_DOCUMENT EXCERPT_.
____
NASHVILLE, TN – It’s a new day in Tennessee for student-turned-activist Kyle Roth. Roth, a sophomore Economics major, has been the leading voice in a movement and petition on campus to ban all statues and pictures of statues by Michelangelo, in the name of male body positivity. The petition states that the images of male genitalia presented in such art promote unreasonable expectations of how large the average male penis should be.
When the Slant sat down to discuss the petition with Roth, he seemed particularly animated. “Literally no one I know has a penis that large, and I lived on Gillette 5 last year, so believe me, I’ve seen a lot. It honestly kind of frightens me that this is the penis standard, and I’m an Econ major. Can you imagine how hard it must be for an art history student to see such massive representations of penises on a day-to-day basis, and then to know you’ll probably never be able to match up?”
We spoke to Vanderbilt art historian Noam Werner as well, to get some perspective on how penis-shaming as an art form developed over time. According to Werner, Michelangelo specifically crafted his sculptures to showcase something more perfect than any man could attain. Additionally, he wasn’t the only Renaissance-era artist to do this. “DaVinci once famously remarked, “If I can draw a penis so large it is nearly an index finger’s length, I will have transcended art. Even the Romans dubbed it the ‘phallus rubicundus magna nimis,’ which literally translates to ‘too-large penis’,” said Werner. He also indicated to us that this was the first historically recorded instance of men lying about their penises to impress potential partners. “For centuries, artists used such artwork to impress women. If you think about it, these really were the first known examples of fake penis-enlargement advertisements.”
____
_RECORDED DATA_.

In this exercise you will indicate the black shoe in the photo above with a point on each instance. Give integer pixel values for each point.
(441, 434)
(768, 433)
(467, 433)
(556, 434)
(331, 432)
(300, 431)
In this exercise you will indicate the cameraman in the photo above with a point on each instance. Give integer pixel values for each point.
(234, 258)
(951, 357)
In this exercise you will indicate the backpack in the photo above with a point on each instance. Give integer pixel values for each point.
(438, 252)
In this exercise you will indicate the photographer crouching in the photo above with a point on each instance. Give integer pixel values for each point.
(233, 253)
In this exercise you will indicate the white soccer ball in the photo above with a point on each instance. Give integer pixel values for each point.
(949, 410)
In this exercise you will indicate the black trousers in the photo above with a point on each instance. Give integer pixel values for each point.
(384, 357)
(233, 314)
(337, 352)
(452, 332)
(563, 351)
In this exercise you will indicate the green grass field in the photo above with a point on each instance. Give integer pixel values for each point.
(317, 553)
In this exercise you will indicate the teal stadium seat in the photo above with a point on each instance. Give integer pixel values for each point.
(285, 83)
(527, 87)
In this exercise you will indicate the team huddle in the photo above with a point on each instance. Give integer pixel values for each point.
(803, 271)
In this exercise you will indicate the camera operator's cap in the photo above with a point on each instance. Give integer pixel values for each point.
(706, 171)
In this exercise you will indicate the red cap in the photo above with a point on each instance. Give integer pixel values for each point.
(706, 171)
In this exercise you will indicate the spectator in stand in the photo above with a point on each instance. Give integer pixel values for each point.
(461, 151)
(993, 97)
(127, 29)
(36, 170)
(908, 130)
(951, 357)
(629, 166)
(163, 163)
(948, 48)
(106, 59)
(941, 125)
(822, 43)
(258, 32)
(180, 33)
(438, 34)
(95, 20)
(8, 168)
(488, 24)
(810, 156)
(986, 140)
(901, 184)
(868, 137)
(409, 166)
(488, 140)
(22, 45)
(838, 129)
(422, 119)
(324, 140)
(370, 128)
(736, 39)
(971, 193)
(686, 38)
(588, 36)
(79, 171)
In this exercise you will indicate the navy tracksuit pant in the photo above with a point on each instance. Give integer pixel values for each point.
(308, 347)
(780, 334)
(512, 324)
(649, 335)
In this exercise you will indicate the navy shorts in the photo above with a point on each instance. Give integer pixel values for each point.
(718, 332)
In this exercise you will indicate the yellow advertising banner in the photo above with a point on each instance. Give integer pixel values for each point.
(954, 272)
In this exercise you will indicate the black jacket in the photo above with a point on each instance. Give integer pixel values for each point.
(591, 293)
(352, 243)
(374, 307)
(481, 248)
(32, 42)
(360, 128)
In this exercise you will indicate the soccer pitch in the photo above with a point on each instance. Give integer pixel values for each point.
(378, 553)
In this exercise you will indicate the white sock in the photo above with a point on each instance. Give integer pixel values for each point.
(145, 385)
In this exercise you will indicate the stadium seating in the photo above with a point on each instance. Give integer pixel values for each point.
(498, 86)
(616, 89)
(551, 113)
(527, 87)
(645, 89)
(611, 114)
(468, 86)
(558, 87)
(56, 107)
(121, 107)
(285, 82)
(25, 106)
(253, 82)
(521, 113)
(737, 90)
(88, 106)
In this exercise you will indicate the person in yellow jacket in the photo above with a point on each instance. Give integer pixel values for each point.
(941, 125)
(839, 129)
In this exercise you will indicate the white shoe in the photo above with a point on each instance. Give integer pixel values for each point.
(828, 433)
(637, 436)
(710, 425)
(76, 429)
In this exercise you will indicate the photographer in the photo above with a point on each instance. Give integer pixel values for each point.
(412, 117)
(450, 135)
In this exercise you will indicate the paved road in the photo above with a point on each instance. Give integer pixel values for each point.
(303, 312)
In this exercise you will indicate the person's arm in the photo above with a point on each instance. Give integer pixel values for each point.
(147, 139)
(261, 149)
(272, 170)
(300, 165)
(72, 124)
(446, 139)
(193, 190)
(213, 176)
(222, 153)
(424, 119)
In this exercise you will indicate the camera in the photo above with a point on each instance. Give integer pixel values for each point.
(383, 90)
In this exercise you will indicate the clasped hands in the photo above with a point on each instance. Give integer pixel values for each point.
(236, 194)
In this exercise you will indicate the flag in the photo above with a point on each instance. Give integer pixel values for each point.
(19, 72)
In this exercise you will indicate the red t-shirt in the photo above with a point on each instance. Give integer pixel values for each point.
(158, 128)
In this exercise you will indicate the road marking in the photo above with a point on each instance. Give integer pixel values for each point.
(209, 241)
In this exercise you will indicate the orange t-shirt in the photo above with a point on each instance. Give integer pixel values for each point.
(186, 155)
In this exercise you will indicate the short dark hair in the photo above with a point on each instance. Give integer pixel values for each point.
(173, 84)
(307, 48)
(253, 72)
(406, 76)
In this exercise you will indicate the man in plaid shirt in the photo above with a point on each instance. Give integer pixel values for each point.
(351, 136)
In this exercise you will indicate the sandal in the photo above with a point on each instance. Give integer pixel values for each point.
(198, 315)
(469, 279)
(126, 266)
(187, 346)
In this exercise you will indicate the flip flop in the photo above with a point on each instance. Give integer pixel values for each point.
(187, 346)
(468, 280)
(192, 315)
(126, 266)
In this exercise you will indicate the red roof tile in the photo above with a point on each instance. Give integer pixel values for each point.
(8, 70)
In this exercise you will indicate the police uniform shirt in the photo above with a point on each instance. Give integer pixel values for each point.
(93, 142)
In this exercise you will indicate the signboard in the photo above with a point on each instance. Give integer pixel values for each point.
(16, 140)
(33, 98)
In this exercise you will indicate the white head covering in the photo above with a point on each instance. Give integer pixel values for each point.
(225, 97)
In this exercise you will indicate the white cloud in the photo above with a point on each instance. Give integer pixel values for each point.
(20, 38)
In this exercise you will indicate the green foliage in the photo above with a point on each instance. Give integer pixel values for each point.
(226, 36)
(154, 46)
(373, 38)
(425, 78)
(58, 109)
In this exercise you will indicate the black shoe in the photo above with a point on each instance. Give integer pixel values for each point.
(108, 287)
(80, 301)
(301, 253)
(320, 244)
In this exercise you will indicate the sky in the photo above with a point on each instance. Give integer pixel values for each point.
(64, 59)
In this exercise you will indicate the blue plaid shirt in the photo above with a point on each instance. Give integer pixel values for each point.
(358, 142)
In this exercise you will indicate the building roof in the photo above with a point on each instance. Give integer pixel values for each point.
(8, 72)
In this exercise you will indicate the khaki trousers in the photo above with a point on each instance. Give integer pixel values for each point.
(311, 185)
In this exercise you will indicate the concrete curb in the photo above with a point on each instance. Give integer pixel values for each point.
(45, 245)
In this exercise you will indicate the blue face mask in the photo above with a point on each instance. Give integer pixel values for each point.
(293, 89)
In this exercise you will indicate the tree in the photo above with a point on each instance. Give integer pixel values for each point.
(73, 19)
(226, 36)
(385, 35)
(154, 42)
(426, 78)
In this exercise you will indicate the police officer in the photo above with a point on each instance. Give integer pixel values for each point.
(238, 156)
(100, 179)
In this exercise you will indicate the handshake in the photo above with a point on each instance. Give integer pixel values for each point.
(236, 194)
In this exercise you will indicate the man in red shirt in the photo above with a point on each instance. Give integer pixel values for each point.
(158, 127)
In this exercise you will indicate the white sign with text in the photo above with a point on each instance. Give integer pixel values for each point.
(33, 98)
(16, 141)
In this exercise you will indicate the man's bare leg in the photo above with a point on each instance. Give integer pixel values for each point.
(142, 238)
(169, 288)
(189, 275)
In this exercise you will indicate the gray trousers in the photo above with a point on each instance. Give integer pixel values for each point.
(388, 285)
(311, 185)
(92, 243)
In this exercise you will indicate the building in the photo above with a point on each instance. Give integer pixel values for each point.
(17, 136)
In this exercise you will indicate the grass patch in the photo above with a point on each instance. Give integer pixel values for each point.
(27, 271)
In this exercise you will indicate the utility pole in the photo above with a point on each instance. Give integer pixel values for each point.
____
_PROBLEMS AND TASKS_.
**a.** Answer these questions from the article on the Michelangelo petition, one answer per line:
(i) What is Kyle Roth's major?
(ii) Where did Roth say he lived last year?
(iii) At which university is Noam Werner an art historian?
**b.** From the article on the Michelangelo petition, set down the part that opens with the words containing "NASHVILLE, TN –" and closes with "penis should be.".
**c.** Supply the next part of the article on the Michelangelo petition, picking up after its final sentence.

_OUTPUTS FOR THE TASKS_.
**a.**
(i) Economics
(ii) Gillette 5
(iii) Vanderbilt

**b.**
NASHVILLE, TN – It’s a new day in Tennessee for student-turned-activist Kyle Roth. Roth, a sophomore Economics major, has been the leading voice in a movement and petition on campus to ban all statues and pictures of statues by Michelangelo, in the name of male body positivity. The petition states that the images of male genitalia presented in such art promote unreasonable expectations of how large the average male penis should be.

**c.**
The petition has rapidly attained widespread support. Over 200 students in Branscomb alone have signed the petition. One Lupton resident, who asked to remain anonymous, expressed growing insecurities as a result of such artwork. “My girlfriend is an art history major, and I quite literally get performance anxiety because I know what her academic experience is, and what I’m being compared to. Last time we hooked up, she started yelling out the name “David,” and then the next day, I found Michelangelo’s Paintings of Genesis in a private folder on her phone!” Based on the Slant’s conversations with numerous petition signers, he was not alone in his sentiments.
At press time, Roth had just emailed his petition to the Office of the Chancellor, and was busy working on ways to expand this movement. “I’ve reached out to the Office of Student Life to see if we can co-host a ‘Let’s Take the Micro Out of Micropenis’ panel.” Hopefully, Roth will be able to bring about some real change on campus.